Poursuivez l'article sur le Derby d'Italie entre la Juventus et l'Inter Milan à la suite de sa dernière phrase.

EXTRAIT FOURNI
******************************

Derby d’Italie : place au sport

Derby d’Italie : place au sport

6 avril 2022 1 Par Nicolas Basse

Dimanche 3 avril avait lieu le Derby d’Italie entre la Juventus et l’Inter Milan. Une rencontre majeure pour la fin de saison sur fond de rivalité historique et ravivée sur le plan sportif.



C’est la 244e fois que l’Inter Milan et la Juventus s’affrontaient dans le Derby d’Italie ce weekend. « Derby d’Italie », un terme inventé par le grand journaliste sportif Gianni Brera en 1967 pour désigner cet affrontement majeur, bien que les deux villes soient séparées de plus de 100 kilomètres et ne se situent pas dans la même région (Piémont pour Turin, Lombardie côté Milan).


Une histoire de pénalty


Un affrontement historique entre les deux clubs les plus titrés sur la scène nationale (36 scudetti côté Juve, 19 à l’Inter), les deux grandes viles du Nord de l’Italie, Milan et Turin, et deux familles industrielles à la longue tradition, les Agnelli et les Moratti.

Si la victoire 1-0 de l’Inter Milan a replacé les Nerazzurri dans le course au titre et éloigné la Vieille Dame, la physionomie de la rencontre a, une fois de plus, nourri les débats pendant et après la rencontre. Un seul but, inscrit par l’Inter sur un pénalty. Mais quel but.

Un pénalty accordé après plusieurs minutes de consultation du VAR, un premier tir repoussé par Szczesny mais mis au fond au rebond par un défenseur turinois… avant que l’arbitre ne fasse re-tirer le pénalty par Calhanoglu, à cause d’un De Ligt rentré trop tôt dans la surface. Le deuxième péno fut le bon. L’épisode crispa les deux équipes (comme l’ensemble des spectateurs) pour la suite de la partie et fit évidemment couler beaucoup d’encre.


Hommes clés


Des controverses liées à des fautes, le VAR ou des pénaltys, le Derby d’Italie n’en est pas à son coup d’essai. Mais la rivalité entre les deux mastodontes a repris de l’ampleur. Alors que la Juventus dominait largement la Serie A durant toute la décennie 2010 avec neuf titres pendant que l’Inter peinait à revenir au plus haut niveau, c’est cette dernière qui a mis fin à l’hégémonie noire et blanche en Italie, avec le titre de 2021.


Un scudetto obtenu par les Nerazzurri sous les ordres de… Antonio Conte, légendaire joueur puis entraîneur de la Juve, qui avait remis son ancien club sur la voie du succès en Italie au début des années 2010. Une victoire sans conteste, avec 13 points d’avance sur la Vieille Dame, seulement quatrième.

******************************

DONNÉES FOURNIES

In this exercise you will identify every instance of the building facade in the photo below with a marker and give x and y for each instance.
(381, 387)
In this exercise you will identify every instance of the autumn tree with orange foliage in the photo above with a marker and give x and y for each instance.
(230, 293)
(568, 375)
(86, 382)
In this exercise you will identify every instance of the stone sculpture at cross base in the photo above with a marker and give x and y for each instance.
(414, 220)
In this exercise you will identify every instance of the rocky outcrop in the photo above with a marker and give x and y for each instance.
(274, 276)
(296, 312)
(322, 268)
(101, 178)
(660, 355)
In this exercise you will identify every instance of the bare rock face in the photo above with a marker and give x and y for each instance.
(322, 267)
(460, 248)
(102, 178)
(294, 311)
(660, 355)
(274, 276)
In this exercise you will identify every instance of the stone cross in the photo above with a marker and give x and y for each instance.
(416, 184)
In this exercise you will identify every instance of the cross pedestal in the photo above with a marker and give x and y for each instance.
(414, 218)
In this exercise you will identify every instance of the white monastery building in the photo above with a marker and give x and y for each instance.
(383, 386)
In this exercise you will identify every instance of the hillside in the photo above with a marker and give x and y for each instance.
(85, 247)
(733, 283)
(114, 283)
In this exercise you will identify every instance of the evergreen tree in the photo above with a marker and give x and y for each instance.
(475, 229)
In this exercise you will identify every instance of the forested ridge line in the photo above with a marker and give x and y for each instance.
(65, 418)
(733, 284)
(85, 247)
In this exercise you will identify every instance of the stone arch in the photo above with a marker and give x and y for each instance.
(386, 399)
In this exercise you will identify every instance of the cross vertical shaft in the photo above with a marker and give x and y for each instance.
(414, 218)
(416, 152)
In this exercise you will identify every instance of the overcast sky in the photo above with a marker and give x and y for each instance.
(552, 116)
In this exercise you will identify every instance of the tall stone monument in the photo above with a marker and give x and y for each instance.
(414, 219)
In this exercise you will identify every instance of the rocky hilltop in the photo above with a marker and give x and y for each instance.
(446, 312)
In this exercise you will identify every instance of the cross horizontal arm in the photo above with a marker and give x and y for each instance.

******************************

RÉPONSE RÉDIGÉE
Les joueurs du titre ? Lukaku, Barella, Young, Sanchez, Martinez ou encore De Vrij. Que des bons coups mercato réalisés par Beppe Marotta. Beppe Marotta ? Directeur sportif de l’Inter depuis 2018, après plus de huit années à la Juventus de Turin, évidemment. De quoi nourrir des regrets côté bianconeri, pour qui les récentes périodes de transferts n’ont pas été des plus réussies.

Si les Juventini ont pu regretter le choix de Conte de rejoindre l’Inter cinq ans après avoir quitté la Juve, voire y déceler une forme de trahison, le départ de Marotta pour l’ennemi aura surtout amplifié la frustration vis-à-vis d’une direction jugée à côté de la plaque.


Dybala, le prochain ?


Direction, encore : la Juventus l’a annoncé, Paulo Dybala, arrivé en 2015, troisième meilleur buteur étranger du club et quintuple champion d’Italie, ne renouvellera pas son contrat en fin d’année et quittera. Un choc pour les fans, quasiment unanimes pour saluer l’apport du gaucher (quand il n’est pas blessé), et quasiment unanimes pour reprocher la gestion du cas de la Joya.

Choc encore : une de ses destinations potentielles ne serait autre que… l’Inter Milan du génie des affaires Beppe Marotta. De quoi ravir les tifosi de la Beneamata et tendre au plus haut point ceux de la Vieille Dame.


Les joueurs passés d’un club à l’autre ne sont pas légion, mais existent. Edgar Davids, Christian Vieri, et, évidemment, le duo Patrick Vieira-Zlatan Ibrahimovic au lendemain du scandale du Calciopoli et de la relégation de la Juventus en Serie B en 2006.


Les origines


Le Calciopoli, qui voit notamment la justice sportive retirer deux titres à la Juventus, 2005 et 2006, dont l’un attribué à l’Inter (l’autre reste non attribué), n’est qu’un épisode de cette rivalité extra-sportive entre les deux entités. Si le duo se partage de nombreux titres nationaux dans les décennies 1930 et 1950, il faut attendre 1961 pour connaître le premier scandale digne de ce nom.

En avril 1961, le stade de la Juventus est trop plein pour la réception de l’Inter. Des tifosi sont massés sur le bord du terrain, certains s’assiéraient même sur le banc adverse, et les Nezarruzzi demandent l’arrêt du match, ce qui finit par être accordé. Victoire sur tapis vert pour l’équipe d’Helenio Herrera dans un premier temps, mais la Juve porte réclamation. En fin de saison, la commission d’appel, indirectement sous l’égide d’Umberto Agnelli, également à la tête de la Juve, décide de faire rejouer le match. L’Inter fulmine, envoie ses jeunes, et se prend un 9-1 en juin. La Juve remporte le scudetto, la dualité est lancée.


Bel avenir


La Juve a dominé la décennie 2010, l’Inter a mis fin au règne. Quelques mois plus tard, les Nerazzurri enfonçaient le clou en dominant la Vecchia Signora en finale de Supercoupe. La lutte pour le titre 2021-22 est plus serrée que jamais, et les deux équipes sont encore dans le coup.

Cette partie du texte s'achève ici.